7.1. The Image object¶
An image-processing algorithm walks across an image one
pixel at a time. At each position it does something
simple – read a value, compare it against a
threshold, combine it with the corresponding pixel of
a second image, write a result back. Repeated across
a whole frame, those simple per-pixel decisions are
what edge detection, blob tracking, QR-code decoding,
and every other classical computer-vision technique
are built out of. To do that work efficiently, the
algorithm has to know where each pixel sits in
memory, what each pixel’s value actually means, and
which portion of the image it should be looking at.
The image.Image is the object that organises
that information.
Vision Sensors ended at the moment
csi.CSI.snapshot() returns. Whatever the
camera-side machinery did to produce the captured
frame is already done; the application has the
Image in hand and needs to know what to do with
it.
7.1.1. The buffer and its properties¶
Inside the Image is a pointer to a contiguous
block of bytes in RAM and a small header carrying
three pieces of metadata: the image’s width in
pixels, its height in pixels, and the pixel format
the bytes are in. The bytes are the pixels
themselves, stored in row-major order – all of the
top row’s pixels first, then all of the second row’s,
and so on down to the bottom. The properties describe
how to read them.
Width and height are plain integer counts. The pixel
format is the more interesting property, because it sets
how many bytes each pixel takes and what those bytes
encode. A grayscale image carries one byte per pixel
holding a brightness value. An RGB565 image carries
two bytes per pixel holding red, green, and blue
fields packed into a 16-bit word. A Bayer image
carries one byte per pixel, but each pixel is sampled
through one of three colour filters chosen by its
position in the mosaic.
Vision Sensors
enumerated the whole catalogue; what matters here is that
exactly
one of those formats is set on every Image, and
the choice drives the bytes-per-pixel arithmetic and
the meaning of any single byte in the buffer.
With a pointer to the buffer, the width, the height,
and the format, every other property an algorithm
might want falls out as a short calculation. The byte
that begins pixel (x, y) sits at offset
(y * width + x) * bytes_per_pixel from the start
of the buffer. The total byte count is
width * height * bytes_per_pixel. The address of
the next row down is exactly width *
bytes_per_pixel bytes after the start of the
current one. The Image exposes the three
properties through plain method calls –
width(),
height(),
format() – plus the derived
size through size(). Methods
elsewhere in the module use those values to do the
offset arithmetic themselves; application code rarely
has to.
An Image is a small Python wrapper that points
at a contiguous block of memory: a header carrying
the width, height, and pixel format, followed by
the pixel buffer itself.¶
7.1.2. Where the buffer comes from¶
The default story throughout this chapter is the one
Vision Sensors already covered: a captured frame
arrives from snapshot, the bytes are sitting in
the camera’s frame buffer, and the returned Image
points at them. Three other ways of obtaining one
come up regularly, and each implies something
different about where the buffer ends up.
Loading from a file looks like passing a path to the
constructor: image.Image("/sdcard/saved.jpg"). The
module reads the file into a freshly allocated
buffer on the Python heap. BMP, PGM, and PPM files
get decoded on the way in and the resulting
Image carries an uncompressed pixel format.

^^^^

## Stated goal
From the passage on the Image object, pull out word for word the stretch that opens with the words containing "Width and height" and closes with "in the mosaic.".

## Information supplied

^^^^

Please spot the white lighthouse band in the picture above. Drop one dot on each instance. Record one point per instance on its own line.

^^^^

## The output
Width and height are plain integer counts. The pixel
format is the more interesting property, because it sets
how many bytes each pixel takes and what those bytes
encode. A grayscale image carries one byte per pixel
holding a brightness value. An RGB565 image carries
two bytes per pixel holding red, green, and blue
fields packed into a 16-bit word. A Bayer image
carries one byte per pixel, but each pixel is sampled
through one of three colour filters chosen by its
position in the mosaic.